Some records
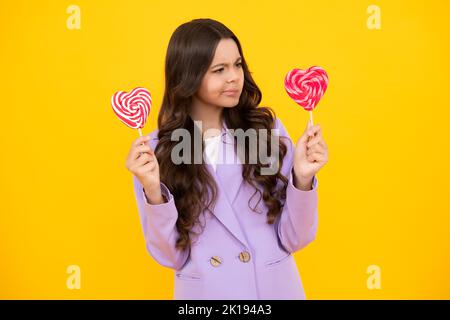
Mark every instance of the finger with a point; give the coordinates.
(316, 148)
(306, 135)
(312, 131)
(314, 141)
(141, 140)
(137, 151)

* * *

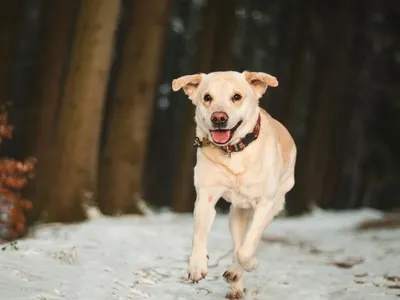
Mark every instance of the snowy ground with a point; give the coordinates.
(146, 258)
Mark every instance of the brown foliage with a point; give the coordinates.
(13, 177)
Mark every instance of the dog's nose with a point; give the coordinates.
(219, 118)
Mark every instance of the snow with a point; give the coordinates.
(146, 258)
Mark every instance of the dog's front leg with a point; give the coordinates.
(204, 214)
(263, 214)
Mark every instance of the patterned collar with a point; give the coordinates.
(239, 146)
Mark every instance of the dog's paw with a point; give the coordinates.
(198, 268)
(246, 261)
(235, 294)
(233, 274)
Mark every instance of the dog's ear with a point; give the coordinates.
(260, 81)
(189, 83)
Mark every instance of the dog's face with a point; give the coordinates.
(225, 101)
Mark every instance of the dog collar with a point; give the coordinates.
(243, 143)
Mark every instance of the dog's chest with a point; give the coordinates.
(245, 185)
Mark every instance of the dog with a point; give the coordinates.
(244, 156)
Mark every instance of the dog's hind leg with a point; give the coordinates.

• [THE REQUEST]: Start at the line containing "Mark every instance of the dog collar" and stop after the line containing "Mark every instance of the dog's hind". Write those lines out again, swapping "coordinates" for "location" and leaving everything else unchanged.

• [CORRECT ANSWER]:
Mark every instance of the dog collar with a point; give the location.
(243, 143)
Mark every instance of the dog's chest with a point; give the location.
(245, 185)
Mark every instance of the dog with a point; give the location.
(244, 156)
Mark every instance of the dog's hind leg with a point; give the location.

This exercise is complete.